• DESCRIPTION OF THE TASK:
Count every line below that holds "tile". Number only.

Point localization data:
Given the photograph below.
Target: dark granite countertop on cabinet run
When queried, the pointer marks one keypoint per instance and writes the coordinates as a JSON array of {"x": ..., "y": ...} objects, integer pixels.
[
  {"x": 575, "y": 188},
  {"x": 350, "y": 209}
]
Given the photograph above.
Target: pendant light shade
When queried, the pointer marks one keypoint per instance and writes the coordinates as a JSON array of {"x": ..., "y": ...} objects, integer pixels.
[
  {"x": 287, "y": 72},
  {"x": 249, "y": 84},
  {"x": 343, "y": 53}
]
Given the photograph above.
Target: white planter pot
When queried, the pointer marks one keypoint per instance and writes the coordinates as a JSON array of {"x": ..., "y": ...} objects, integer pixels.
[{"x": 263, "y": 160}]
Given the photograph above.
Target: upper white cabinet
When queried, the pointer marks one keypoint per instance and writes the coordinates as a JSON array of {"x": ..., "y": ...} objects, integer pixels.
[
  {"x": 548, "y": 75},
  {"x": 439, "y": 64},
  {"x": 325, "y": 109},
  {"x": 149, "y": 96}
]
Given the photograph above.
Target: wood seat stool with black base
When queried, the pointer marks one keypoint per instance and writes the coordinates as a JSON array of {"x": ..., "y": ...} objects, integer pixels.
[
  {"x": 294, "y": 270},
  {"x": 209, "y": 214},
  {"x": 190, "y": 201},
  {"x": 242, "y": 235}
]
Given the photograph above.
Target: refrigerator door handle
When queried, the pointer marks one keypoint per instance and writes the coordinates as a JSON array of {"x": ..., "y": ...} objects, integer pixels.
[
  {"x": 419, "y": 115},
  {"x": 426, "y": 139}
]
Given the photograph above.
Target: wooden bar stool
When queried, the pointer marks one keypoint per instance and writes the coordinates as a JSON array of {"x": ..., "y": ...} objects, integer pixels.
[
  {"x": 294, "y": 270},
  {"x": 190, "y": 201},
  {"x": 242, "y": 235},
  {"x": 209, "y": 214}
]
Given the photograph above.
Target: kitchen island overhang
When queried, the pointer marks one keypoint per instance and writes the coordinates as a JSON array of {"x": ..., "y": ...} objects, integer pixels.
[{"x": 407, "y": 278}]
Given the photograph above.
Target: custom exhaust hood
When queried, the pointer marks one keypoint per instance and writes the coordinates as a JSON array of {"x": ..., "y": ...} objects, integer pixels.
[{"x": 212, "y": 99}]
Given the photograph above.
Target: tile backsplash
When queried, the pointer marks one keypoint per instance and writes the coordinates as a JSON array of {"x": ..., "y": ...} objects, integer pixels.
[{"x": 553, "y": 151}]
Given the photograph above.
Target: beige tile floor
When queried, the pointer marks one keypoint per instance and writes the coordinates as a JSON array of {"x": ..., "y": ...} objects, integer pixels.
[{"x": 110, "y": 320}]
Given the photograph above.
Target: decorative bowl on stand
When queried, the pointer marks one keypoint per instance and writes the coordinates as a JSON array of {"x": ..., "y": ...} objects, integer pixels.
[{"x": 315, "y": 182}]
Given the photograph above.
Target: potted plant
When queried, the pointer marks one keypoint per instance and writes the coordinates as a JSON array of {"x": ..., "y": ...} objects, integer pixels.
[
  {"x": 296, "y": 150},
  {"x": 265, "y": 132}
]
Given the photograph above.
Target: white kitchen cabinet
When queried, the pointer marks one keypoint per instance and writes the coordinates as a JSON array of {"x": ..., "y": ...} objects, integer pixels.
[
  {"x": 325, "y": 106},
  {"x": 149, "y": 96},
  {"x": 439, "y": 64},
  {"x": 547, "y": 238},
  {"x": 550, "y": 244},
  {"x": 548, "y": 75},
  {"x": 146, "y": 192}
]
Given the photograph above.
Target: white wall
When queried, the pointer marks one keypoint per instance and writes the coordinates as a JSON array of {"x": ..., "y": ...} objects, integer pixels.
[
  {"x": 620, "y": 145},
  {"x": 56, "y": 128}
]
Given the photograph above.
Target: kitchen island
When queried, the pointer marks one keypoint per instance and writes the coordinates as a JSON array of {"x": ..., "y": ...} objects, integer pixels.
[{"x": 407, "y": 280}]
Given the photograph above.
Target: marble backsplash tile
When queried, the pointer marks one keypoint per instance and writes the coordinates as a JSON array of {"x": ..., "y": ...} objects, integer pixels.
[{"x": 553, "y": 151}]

• EXERCISE OUTPUT:
3